>> Start STORED DATA
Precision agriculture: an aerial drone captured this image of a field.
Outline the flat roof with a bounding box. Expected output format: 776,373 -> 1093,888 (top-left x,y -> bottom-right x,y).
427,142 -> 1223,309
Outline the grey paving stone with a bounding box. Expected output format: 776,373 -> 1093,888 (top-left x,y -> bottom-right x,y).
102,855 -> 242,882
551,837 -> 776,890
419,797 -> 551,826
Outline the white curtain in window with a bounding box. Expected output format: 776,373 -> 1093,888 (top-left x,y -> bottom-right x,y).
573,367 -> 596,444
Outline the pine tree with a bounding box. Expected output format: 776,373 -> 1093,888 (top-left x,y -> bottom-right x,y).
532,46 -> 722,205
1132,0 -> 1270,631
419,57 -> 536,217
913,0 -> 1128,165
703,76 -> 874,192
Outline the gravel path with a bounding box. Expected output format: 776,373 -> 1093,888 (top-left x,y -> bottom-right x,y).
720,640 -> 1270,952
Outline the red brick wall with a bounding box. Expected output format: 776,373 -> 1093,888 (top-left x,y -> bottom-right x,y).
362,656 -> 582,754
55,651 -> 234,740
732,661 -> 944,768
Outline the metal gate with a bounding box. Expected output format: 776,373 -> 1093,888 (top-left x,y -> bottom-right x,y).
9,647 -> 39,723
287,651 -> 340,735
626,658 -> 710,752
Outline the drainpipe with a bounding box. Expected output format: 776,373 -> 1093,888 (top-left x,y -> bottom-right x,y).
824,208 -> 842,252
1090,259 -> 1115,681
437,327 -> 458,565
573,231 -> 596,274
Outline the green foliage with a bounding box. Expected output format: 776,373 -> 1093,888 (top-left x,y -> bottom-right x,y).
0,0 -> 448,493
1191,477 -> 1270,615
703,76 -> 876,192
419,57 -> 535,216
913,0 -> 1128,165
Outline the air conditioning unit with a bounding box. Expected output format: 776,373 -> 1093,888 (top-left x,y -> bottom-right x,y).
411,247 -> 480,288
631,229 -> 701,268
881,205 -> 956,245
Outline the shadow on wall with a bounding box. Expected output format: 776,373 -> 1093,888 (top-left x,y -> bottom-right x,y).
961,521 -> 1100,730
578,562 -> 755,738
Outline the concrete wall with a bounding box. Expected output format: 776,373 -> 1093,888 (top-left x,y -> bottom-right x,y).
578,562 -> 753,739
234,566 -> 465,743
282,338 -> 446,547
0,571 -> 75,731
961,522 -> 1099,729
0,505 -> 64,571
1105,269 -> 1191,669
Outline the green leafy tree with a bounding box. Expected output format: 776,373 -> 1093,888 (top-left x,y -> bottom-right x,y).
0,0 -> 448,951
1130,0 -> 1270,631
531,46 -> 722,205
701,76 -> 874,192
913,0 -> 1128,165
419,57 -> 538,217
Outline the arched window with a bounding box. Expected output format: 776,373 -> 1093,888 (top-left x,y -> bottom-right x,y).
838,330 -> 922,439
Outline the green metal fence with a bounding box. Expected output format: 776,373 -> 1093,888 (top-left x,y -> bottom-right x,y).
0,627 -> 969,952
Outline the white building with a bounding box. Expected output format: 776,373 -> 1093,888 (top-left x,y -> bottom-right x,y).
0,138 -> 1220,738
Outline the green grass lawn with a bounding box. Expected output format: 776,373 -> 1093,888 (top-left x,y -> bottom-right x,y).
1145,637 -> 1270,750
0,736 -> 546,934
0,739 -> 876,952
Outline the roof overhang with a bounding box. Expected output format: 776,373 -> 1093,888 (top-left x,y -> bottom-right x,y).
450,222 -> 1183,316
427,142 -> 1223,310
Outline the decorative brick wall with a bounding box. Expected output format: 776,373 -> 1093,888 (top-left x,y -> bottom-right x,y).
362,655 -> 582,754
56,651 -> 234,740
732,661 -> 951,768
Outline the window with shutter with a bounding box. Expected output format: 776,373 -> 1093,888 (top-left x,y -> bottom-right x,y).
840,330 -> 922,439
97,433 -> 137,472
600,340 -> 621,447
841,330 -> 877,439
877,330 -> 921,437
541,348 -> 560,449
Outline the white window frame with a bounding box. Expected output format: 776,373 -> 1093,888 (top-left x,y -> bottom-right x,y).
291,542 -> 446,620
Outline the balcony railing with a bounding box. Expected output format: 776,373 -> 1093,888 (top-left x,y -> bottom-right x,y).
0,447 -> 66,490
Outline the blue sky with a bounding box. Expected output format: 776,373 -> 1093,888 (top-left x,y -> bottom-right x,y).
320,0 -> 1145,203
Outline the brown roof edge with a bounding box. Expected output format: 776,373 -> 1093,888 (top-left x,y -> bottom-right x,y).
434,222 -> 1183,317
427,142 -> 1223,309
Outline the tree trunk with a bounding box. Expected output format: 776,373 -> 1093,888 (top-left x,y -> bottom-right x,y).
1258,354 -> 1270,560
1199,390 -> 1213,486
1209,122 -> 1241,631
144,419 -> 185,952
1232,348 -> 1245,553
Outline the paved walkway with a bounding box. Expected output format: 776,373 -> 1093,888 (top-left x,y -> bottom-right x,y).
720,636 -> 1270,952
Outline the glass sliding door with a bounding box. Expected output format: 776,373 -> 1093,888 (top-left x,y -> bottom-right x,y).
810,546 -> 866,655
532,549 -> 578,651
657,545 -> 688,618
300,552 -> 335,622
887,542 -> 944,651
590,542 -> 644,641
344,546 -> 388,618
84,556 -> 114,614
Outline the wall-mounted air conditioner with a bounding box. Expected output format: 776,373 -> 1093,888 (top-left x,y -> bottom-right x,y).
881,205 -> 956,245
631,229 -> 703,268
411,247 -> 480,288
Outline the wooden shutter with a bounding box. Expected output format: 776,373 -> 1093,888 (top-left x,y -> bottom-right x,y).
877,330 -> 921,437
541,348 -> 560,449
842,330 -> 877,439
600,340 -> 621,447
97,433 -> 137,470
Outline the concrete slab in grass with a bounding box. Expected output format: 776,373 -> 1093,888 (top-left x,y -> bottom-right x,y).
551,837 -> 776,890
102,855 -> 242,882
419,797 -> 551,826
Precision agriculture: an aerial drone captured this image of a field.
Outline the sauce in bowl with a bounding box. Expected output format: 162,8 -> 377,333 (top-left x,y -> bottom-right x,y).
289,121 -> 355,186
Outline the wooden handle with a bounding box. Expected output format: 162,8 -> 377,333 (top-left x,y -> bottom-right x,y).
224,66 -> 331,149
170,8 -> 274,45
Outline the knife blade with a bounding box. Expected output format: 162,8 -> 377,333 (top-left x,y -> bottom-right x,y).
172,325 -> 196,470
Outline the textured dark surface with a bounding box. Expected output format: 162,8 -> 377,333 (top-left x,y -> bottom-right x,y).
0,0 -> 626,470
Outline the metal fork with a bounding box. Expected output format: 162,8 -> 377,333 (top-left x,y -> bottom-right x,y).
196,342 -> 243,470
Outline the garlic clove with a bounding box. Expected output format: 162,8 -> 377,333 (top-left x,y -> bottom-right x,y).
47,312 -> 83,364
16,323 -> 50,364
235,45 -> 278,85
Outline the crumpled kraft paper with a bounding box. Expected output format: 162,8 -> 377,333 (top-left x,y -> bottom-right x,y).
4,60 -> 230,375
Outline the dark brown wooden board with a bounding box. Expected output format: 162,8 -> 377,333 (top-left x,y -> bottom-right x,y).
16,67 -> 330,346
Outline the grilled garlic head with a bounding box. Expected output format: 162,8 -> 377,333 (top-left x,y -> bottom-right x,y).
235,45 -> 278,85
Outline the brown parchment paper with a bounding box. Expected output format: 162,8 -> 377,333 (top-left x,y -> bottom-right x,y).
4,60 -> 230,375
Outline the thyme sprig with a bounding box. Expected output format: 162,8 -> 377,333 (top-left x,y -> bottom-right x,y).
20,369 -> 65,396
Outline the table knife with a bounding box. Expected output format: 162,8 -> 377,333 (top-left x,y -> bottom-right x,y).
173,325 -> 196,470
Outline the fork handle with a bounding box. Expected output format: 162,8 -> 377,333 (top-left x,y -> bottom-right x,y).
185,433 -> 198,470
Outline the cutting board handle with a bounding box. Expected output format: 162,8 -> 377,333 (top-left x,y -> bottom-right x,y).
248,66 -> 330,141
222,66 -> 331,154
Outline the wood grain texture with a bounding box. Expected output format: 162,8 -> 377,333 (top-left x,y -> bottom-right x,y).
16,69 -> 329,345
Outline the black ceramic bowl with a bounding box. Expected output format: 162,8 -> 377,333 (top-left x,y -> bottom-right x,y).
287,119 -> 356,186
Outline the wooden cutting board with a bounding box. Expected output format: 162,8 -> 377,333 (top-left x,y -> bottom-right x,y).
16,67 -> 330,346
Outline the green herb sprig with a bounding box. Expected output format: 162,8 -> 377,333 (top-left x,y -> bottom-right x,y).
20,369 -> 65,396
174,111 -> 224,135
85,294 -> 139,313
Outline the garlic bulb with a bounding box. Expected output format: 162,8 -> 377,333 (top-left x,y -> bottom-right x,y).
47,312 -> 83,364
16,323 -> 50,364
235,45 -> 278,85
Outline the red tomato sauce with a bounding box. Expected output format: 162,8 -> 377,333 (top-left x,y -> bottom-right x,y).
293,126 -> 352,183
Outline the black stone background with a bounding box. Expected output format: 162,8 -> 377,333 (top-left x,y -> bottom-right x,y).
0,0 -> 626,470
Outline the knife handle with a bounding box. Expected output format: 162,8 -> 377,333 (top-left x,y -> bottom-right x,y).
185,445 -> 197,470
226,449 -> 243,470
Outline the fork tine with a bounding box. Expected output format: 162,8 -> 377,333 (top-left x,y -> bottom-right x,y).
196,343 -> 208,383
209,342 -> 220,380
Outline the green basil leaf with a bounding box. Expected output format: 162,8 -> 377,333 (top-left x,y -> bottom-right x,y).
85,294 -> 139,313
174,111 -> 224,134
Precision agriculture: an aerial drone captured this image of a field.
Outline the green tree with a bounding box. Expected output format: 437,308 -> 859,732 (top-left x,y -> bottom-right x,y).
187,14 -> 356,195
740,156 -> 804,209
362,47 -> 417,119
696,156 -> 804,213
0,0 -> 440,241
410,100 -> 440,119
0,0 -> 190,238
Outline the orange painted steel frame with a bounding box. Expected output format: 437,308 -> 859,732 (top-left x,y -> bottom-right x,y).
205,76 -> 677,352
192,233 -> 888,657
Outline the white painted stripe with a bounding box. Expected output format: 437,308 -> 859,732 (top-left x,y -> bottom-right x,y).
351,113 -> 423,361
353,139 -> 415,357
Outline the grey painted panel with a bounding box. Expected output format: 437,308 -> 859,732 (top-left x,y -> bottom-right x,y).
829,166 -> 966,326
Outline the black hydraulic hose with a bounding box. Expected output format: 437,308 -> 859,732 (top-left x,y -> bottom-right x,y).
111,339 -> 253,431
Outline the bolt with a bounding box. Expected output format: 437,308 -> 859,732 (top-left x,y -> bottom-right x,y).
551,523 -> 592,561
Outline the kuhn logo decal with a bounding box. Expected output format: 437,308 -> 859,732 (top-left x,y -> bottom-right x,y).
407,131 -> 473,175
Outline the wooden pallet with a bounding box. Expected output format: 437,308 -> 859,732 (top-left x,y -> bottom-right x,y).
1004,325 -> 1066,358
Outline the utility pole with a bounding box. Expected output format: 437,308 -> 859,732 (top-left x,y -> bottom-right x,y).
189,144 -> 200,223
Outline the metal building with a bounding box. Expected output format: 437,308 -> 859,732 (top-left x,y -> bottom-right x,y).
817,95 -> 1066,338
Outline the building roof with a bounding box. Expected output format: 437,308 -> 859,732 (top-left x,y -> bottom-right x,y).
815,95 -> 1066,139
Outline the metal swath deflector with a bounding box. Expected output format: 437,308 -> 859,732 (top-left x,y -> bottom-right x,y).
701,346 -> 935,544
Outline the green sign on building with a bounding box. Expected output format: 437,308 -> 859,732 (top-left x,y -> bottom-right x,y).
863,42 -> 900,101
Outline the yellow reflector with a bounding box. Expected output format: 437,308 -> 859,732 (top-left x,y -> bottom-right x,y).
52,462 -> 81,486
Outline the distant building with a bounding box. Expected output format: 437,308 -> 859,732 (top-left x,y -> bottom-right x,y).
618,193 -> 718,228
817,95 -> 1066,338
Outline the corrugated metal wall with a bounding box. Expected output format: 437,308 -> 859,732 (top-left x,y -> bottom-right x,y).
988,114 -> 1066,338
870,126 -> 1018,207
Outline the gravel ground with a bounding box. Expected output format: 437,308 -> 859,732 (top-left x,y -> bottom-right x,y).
>> End STORED DATA
__TO BE DONE__
Copy out the lines of the records again, starting at the line that contains "Outline the knife handle" and ending at the line that contains "551,523 -> 592,561", with both of those lines included.

__EXERCISE OUTPUT__
Outline the knife handle with a bounding box. Expected output format: 162,8 -> 377,333 (top-left x,y -> bottom-right x,y).
185,445 -> 197,470
226,449 -> 243,470
Outline the fork tine with a bounding box. Expected output format: 162,8 -> 377,333 (top-left x,y -> bottom-right x,y).
196,343 -> 208,383
209,342 -> 220,380
Outline the green basil leaf with a bounding box. Expected output format: 162,8 -> 377,333 (top-left x,y -> bottom-right x,y).
85,294 -> 139,313
174,111 -> 224,134
Precision agriculture: an aerial drone captured this image of a field.
Outline the green tree with a bounding box. Expected output format: 437,308 -> 859,732 (top-left x,y -> bottom-right x,y).
187,14 -> 356,195
740,156 -> 804,209
362,47 -> 417,119
696,156 -> 804,213
0,0 -> 440,241
410,100 -> 440,119
0,0 -> 190,238
Outline the orange painted steel frame with a bounding box. Expected output format: 437,308 -> 859,732 (top-left x,y -> bottom-right x,y).
205,76 -> 677,352
192,233 -> 888,657
Outline the white painted stripe with a bounding box. Expected output format: 437,308 -> 859,732 (top-left x,y -> bottom-right x,y).
351,113 -> 423,361
353,139 -> 415,357
Outline the grey painted panel with a bounding box. Expected output format: 437,308 -> 859,732 (top-left x,y -> bottom-right x,y).
829,166 -> 966,326
Outline the black hydraulic hose with a bounding box. Expected output format: 437,308 -> 859,732 (top-left x,y -> bottom-right x,y).
111,339 -> 253,431
Outline the bolt with a bounding box. Expected output format: 437,308 -> 859,732 (top-left x,y -> bottom-right x,y).
551,523 -> 592,561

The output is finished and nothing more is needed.